* TAREA A REALIZAR
Indica si cada una de las siguientes afirmaciones concuerda con el fragmento sobre el referendo que aparece a continuación, respondiendo sí o no y citando textualmente las palabras del fragmento que lo deciden. (a) Con el referendo se le da al pueblo la palabra. (b) El pueblo suizo votó "no" a la iniciativa "Contra la inmigración masiva". (c) La Constitución dio al Consejo Federal un plazo de tres años para decidir sobre las reglas relativas a los extranjeros autorizados para trabajar en Suiza.

* FRAGMENTO DEL TEXTO
● ● ● ●

En segundo lugar, porque no se debe olvidar que el referendo se realiza mediante el acto de votar. Esta precisión, en apariencia banal, se reviste de una importancia analítica particular cuando se conecta con el planteamiento frecuente según el cual la finalidad del referendo sería “dar la palabra al pueblo”. Sin embargo, lo que se le da al pueblo con el referendo no es la palabra, sino el voto; y el voto, aun el referendario, es más un acto de aclamación que de participación. Salvo cuando la iniciativa es suya, el ciudadano no tiene participación en la escogencia de la pregunta, su elaboración y formulación; el ciudadano simplemente ha sido invitado por otras instituciones –la presidencia, el parlamento– a ratificar o no con su voto un texto que él no ha redactado. Del mismo modo, una vez ha expresado su voto, el ciudadano es desposeído del resultado, en la medida en que no tiene ningún control sobre la significación política ni sobre el alcance normativo del voto, los cuales serán “fabricados” por las instituciones de la representación, partidos políticos, asambleas parlamentarias o el gobierno. Así, por ejemplo, en 2005 el pueblo francés fue desposeído de la interpretación de la victoria del “no” en el referendo sobre la ratificación de la Constitución europea por las instituciones de la representación, las cuales consideraron que, a pesar del resultado de esa votación, podían retomar el texto en forma de tratado, el Tratado de Lisboa10, y hacerlo ratificar por el Parlamento en 2008. El 9 de febrero de 2014, el pueblo suizo votó “sí” a la pregunta “¿Acepta usted la iniciativa popular ‘Contra la inmigración masiva’?”. Pero el voto no ofrecía ninguna respuesta sobre la aplicación de este principio y la Constitución transfirió al Consejo Federal la responsabilidad de decidir, en un plazo de tres años, sobre las reglas relativas a los extranjeros autorizados para trabajar en Suiza y las modalidades de su aplicación. Este traslado a las instituciones representativas y el plazo tan largo llevaron a algunos responsables europeos y suizos a pensar que el Consejo Federal sabría encontrar los medios jurídicos para atenuar el alcance normativo del voto referendario.

● ● ● ●

* INFORMACIÓN PROPORCIONADA
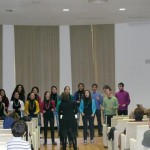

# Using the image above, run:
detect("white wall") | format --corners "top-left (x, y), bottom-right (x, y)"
top-left (115, 23), bottom-right (150, 110)
top-left (2, 25), bottom-right (16, 99)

● ● ● ●

* RESPUESTA A LA TAREA
(a) No: "lo que se le da al pueblo con el referendo no es la palabra, sino el voto".
(b) No: "el pueblo suizo votó “sí” a la pregunta".
(c) Sí: "la Constitución transfirió al Consejo Federal la responsabilidad de decidir, en un plazo de tres años, sobre las reglas relativas a los extranjeros autorizados para trabajar en Suiza".